───── INFORMATION GIVEN ─────
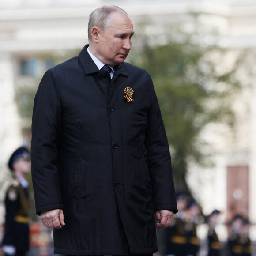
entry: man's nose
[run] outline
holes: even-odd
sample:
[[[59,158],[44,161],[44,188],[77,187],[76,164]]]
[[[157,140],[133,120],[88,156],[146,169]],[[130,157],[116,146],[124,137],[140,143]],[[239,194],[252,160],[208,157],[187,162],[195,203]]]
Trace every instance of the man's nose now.
[[[131,41],[131,38],[129,38],[125,39],[124,41],[123,48],[129,51],[131,49],[131,46],[132,41]]]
─────
* **TASK PROMPT**: Copy out every entry above line for line, leaving out the pictures.

* **SOLUTION TO THIS PROBLEM**:
entry: man's nose
[run] outline
holes: even-odd
sample:
[[[59,158],[44,161],[44,188],[77,187],[76,164]]]
[[[157,140],[133,120],[88,156],[146,169]],[[130,157],[116,146],[124,137],[140,143]],[[239,194],[252,160],[208,157],[187,162],[195,203]]]
Trace every instance of the man's nose now.
[[[131,41],[131,38],[129,38],[125,39],[124,41],[123,48],[129,51],[131,49],[131,46],[132,41]]]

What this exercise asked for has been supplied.